## What is required
Reproduce every row below, substituting "straight segments" for each occurrence of "straight edges" and changing nothing else. Omit the pictures from the output.

## Records for processing
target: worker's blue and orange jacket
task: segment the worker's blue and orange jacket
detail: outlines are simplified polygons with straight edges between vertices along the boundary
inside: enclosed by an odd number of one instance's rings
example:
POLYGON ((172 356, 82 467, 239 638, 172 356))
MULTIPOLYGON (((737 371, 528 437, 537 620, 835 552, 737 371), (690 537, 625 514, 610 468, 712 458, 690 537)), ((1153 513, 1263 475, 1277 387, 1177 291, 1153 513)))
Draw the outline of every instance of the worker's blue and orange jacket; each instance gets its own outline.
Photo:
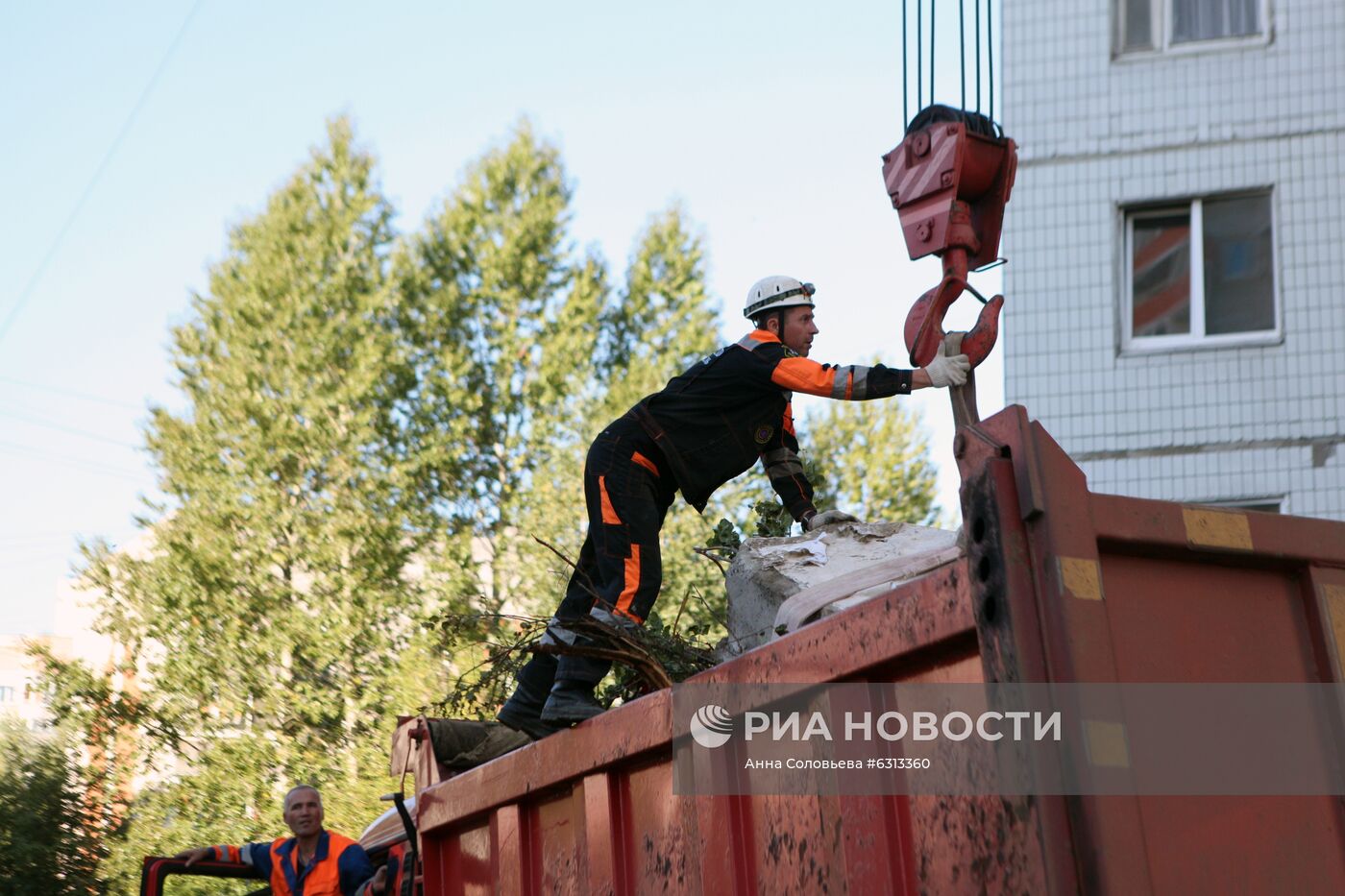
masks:
POLYGON ((628 412, 654 439, 687 503, 705 510, 716 488, 761 459, 795 519, 812 506, 812 486, 794 435, 795 391, 843 401, 911 394, 911 370, 822 365, 767 330, 702 358, 628 412))
POLYGON ((214 858, 252 865, 270 883, 273 896, 364 896, 374 876, 369 853, 350 837, 324 830, 317 837, 313 861, 299 864, 297 841, 281 837, 272 844, 214 846, 214 858))

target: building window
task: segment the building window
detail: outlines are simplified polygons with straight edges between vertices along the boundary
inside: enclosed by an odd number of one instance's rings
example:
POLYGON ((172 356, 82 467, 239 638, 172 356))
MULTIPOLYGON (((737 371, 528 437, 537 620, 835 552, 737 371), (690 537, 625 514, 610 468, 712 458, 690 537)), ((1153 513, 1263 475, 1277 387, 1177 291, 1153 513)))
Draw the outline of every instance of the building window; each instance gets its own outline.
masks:
POLYGON ((1116 0, 1118 52, 1200 48, 1266 36, 1266 0, 1116 0))
POLYGON ((1128 210, 1122 347, 1276 339, 1272 246, 1270 194, 1128 210))

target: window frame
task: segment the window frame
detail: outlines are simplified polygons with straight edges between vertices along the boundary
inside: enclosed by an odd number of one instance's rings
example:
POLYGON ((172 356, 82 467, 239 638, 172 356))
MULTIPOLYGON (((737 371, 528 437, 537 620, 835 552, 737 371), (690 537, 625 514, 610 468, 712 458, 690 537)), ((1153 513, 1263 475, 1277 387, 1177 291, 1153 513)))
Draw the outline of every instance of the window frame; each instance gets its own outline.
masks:
POLYGON ((1270 0, 1256 0, 1256 24, 1260 30, 1254 34, 1237 38, 1186 40, 1182 43, 1173 43, 1171 0, 1114 0, 1111 8, 1111 55, 1114 59, 1153 59, 1154 57, 1263 47, 1268 44, 1271 39, 1270 0), (1126 50, 1126 7, 1130 3, 1149 4, 1149 36, 1153 46, 1126 50), (1154 24, 1155 22, 1158 23, 1157 27, 1154 24))
POLYGON ((1240 346, 1274 346, 1284 340, 1283 303, 1279 296, 1279 231, 1275 213, 1275 191, 1270 187, 1240 190, 1236 192, 1212 192, 1198 196, 1184 196, 1166 202, 1128 203, 1119 207, 1122 227, 1120 258, 1120 354, 1149 355, 1159 352, 1192 351, 1201 348, 1229 348, 1240 346), (1205 332, 1205 226, 1204 203, 1219 199, 1250 199, 1264 196, 1270 206, 1270 299, 1275 315, 1275 326, 1270 330, 1248 330, 1209 335, 1205 332), (1162 336, 1137 336, 1135 326, 1135 227, 1134 222, 1143 218, 1157 218, 1180 211, 1185 206, 1190 215, 1190 332, 1167 334, 1162 336))

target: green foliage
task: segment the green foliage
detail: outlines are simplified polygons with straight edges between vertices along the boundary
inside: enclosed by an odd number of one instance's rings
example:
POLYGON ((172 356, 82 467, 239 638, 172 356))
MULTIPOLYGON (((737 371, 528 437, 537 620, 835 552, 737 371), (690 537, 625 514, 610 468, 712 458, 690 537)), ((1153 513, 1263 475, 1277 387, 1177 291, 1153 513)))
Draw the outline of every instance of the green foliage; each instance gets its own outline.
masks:
POLYGON ((61 731, 0 717, 0 869, 12 896, 97 893, 98 845, 61 731))
POLYGON ((443 686, 412 576, 463 464, 425 452, 413 359, 397 338, 393 209, 336 121, 327 144, 234 227, 194 319, 174 331, 184 409, 153 410, 163 506, 149 548, 86 549, 117 685, 47 658, 56 712, 95 757, 110 892, 145 853, 269 839, 296 780, 328 823, 381 810, 394 713, 443 686), (144 792, 133 775, 190 772, 144 792))
POLYGON ((756 514, 756 535, 760 538, 783 538, 794 527, 794 517, 779 500, 759 500, 752 505, 756 514))
MULTIPOLYGON (((720 344, 681 209, 648 219, 613 285, 573 245, 572 198, 560 152, 525 122, 398 234, 374 159, 335 121, 233 229, 172 334, 180 410, 148 425, 165 498, 141 549, 85 549, 114 663, 39 651, 90 757, 87 823, 71 829, 90 845, 71 854, 105 856, 106 892, 134 892, 144 854, 284 833, 296 782, 358 834, 389 790, 397 713, 448 694, 455 714, 494 714, 569 577, 538 539, 578 553, 593 436, 720 344), (128 805, 137 778, 151 784, 128 805)), ((838 500, 919 494, 920 476, 893 495, 839 465, 842 449, 873 468, 919 451, 824 422, 839 435, 818 426, 815 448, 838 500)), ((744 476, 710 518, 764 490, 744 476)), ((759 510, 760 525, 787 530, 781 514, 759 510)), ((733 523, 670 510, 663 596, 639 638, 674 679, 724 634, 722 573, 693 553, 712 537, 737 544, 733 523)), ((619 673, 608 696, 638 687, 619 673)))
POLYGON ((732 557, 737 553, 738 548, 742 546, 742 537, 738 534, 737 527, 733 525, 732 519, 721 518, 718 525, 716 525, 714 531, 710 534, 710 541, 706 542, 706 548, 720 548, 729 553, 732 557))

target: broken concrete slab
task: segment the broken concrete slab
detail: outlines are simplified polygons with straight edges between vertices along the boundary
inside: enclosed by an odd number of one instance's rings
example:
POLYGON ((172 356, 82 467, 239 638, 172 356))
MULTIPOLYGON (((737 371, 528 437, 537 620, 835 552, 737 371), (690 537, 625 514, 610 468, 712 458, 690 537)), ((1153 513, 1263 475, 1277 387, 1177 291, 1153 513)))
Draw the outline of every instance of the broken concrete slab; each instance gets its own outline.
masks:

## Exercise answer
target: worker's blue and orange jacket
task: segment the worker's blue and orange jacket
detail: outlines are simplified polygons with straight segments between vertices along the boundary
inside: enclosed by an odd number of one instance's rings
example:
POLYGON ((172 356, 82 467, 239 638, 172 356))
MULTIPOLYGON (((737 371, 528 437, 537 620, 835 552, 737 371), (690 537, 625 514, 610 468, 712 458, 690 537)), ((1153 513, 1263 475, 1277 387, 1177 291, 1153 513)))
Draw the outline of every instance of the worker's blue and orange jacket; each instance gets its own outline.
Photo:
masks:
POLYGON ((628 412, 654 439, 687 503, 705 510, 716 488, 761 459, 795 519, 812 506, 812 486, 794 435, 795 391, 843 401, 911 394, 911 370, 822 365, 767 330, 702 358, 628 412))
POLYGON ((214 858, 252 865, 270 883, 273 896, 364 896, 374 876, 369 853, 350 837, 324 830, 317 837, 313 861, 299 864, 297 841, 281 837, 272 844, 214 846, 214 858))

target: building window
task: segment the building window
detail: outlines are simplified polygons with straight segments between vertices along the boundary
inside: enclosed by an odd number of one instance's rings
example:
POLYGON ((172 356, 82 467, 239 638, 172 356))
MULTIPOLYGON (((737 371, 528 437, 537 620, 835 552, 737 371), (690 537, 625 514, 610 468, 712 458, 690 537)), ((1153 513, 1263 475, 1277 387, 1177 291, 1153 513)))
Draw the outline of every instance of the building window; each instance gets its own outline.
masks:
POLYGON ((1116 0, 1118 52, 1200 48, 1266 36, 1266 0, 1116 0))
POLYGON ((1128 210, 1122 347, 1276 339, 1272 246, 1270 194, 1128 210))

target: window frame
task: segment the window frame
detail: outlines are simplified polygons with straight segments between vertices along the boundary
inside: enclosed by an odd number of one instance's rings
example:
POLYGON ((172 356, 82 467, 239 638, 172 356))
MULTIPOLYGON (((737 371, 528 437, 537 620, 835 552, 737 371), (690 537, 625 514, 610 468, 712 458, 690 537)), ((1153 513, 1263 475, 1277 387, 1177 291, 1153 513)))
Draw the outline of every instance of the window frame; each instance gets its own outline.
masks:
POLYGON ((1270 0, 1256 0, 1256 24, 1260 30, 1254 34, 1237 38, 1186 40, 1182 43, 1173 43, 1171 0, 1114 0, 1111 8, 1111 55, 1114 59, 1153 59, 1154 57, 1263 47, 1268 44, 1271 39, 1270 0), (1126 50, 1126 7, 1130 3, 1149 4, 1149 36, 1153 46, 1126 50), (1154 24, 1155 22, 1158 23, 1157 27, 1154 24))
POLYGON ((1240 346, 1274 346, 1284 340, 1283 303, 1279 296, 1279 231, 1275 213, 1275 191, 1270 187, 1240 190, 1236 192, 1212 192, 1198 196, 1184 196, 1166 202, 1128 203, 1119 207, 1122 227, 1120 258, 1120 354, 1149 355, 1159 352, 1192 351, 1201 348, 1229 348, 1240 346), (1205 332, 1205 226, 1204 203, 1219 199, 1250 199, 1264 196, 1270 206, 1270 299, 1275 315, 1275 326, 1270 330, 1248 330, 1209 335, 1205 332), (1162 336, 1137 336, 1135 326, 1135 227, 1134 222, 1143 218, 1157 218, 1180 211, 1185 206, 1190 215, 1190 332, 1167 334, 1162 336))

target: green foliage
task: segment the green foliage
detail: outlines are simplified polygons with straight segments between vertices along the boundary
inside: enclosed by an odd number of one instance's rings
example:
POLYGON ((172 356, 82 467, 239 638, 172 356))
MULTIPOLYGON (((737 371, 528 437, 537 620, 835 552, 737 371), (690 537, 625 514, 610 468, 712 458, 690 537)), ((1153 513, 1263 475, 1277 387, 1177 291, 1153 513)))
Draw the outline of every instance of the green foliage; each instance gets its own outline.
masks:
POLYGON ((61 731, 0 717, 0 869, 12 896, 97 893, 98 845, 61 731))
POLYGON ((443 686, 412 576, 463 464, 425 452, 413 359, 397 338, 393 209, 336 121, 327 144, 234 227, 194 319, 174 331, 184 409, 153 410, 163 506, 149 548, 86 549, 117 685, 47 658, 56 712, 95 757, 110 892, 145 853, 269 839, 296 780, 328 823, 381 810, 394 713, 443 686), (144 792, 133 775, 190 772, 144 792))
POLYGON ((756 514, 756 535, 760 538, 783 538, 794 527, 794 517, 779 500, 759 500, 752 505, 756 514))
MULTIPOLYGON (((720 344, 681 209, 648 219, 613 285, 573 245, 572 198, 560 152, 525 122, 398 234, 374 159, 335 121, 233 229, 172 334, 180 410, 148 425, 165 498, 141 549, 85 549, 114 663, 39 651, 90 757, 87 823, 71 829, 90 845, 71 854, 105 856, 106 892, 134 892, 144 854, 284 833, 296 782, 358 834, 389 790, 397 713, 448 694, 455 714, 494 714, 569 577, 538 539, 578 553, 593 436, 720 344), (128 805, 137 778, 151 784, 128 805)), ((838 500, 919 494, 920 476, 893 495, 839 465, 842 449, 873 468, 919 451, 824 422, 839 435, 818 426, 815 448, 838 500)), ((744 476, 710 518, 764 490, 744 476)), ((759 510, 760 525, 787 530, 781 514, 759 510)), ((733 523, 670 510, 663 596, 639 638, 674 679, 724 634, 722 573, 693 553, 712 537, 737 544, 733 523)), ((619 673, 608 696, 638 687, 619 673)))
POLYGON ((732 557, 737 553, 738 548, 742 546, 742 537, 738 534, 737 527, 733 525, 732 519, 721 518, 718 525, 716 525, 714 531, 710 534, 710 541, 706 542, 706 548, 720 548, 729 553, 732 557))

target: broken concrete slab
task: segment the broken concrete slab
detail: outlines are simplified polygons with straight segments between vertices along the boundary
inside: enclosed by an odd number of one instance's rings
example:
POLYGON ((172 356, 82 467, 239 638, 172 356))
MULTIPOLYGON (((737 371, 528 437, 537 620, 835 552, 737 371), (690 537, 625 514, 610 468, 712 458, 690 537)), ((1153 513, 1263 475, 1277 387, 1177 291, 1153 513)))
Draw the outline of every instance of the broken concrete slab; each instance gets its own outline.
masks:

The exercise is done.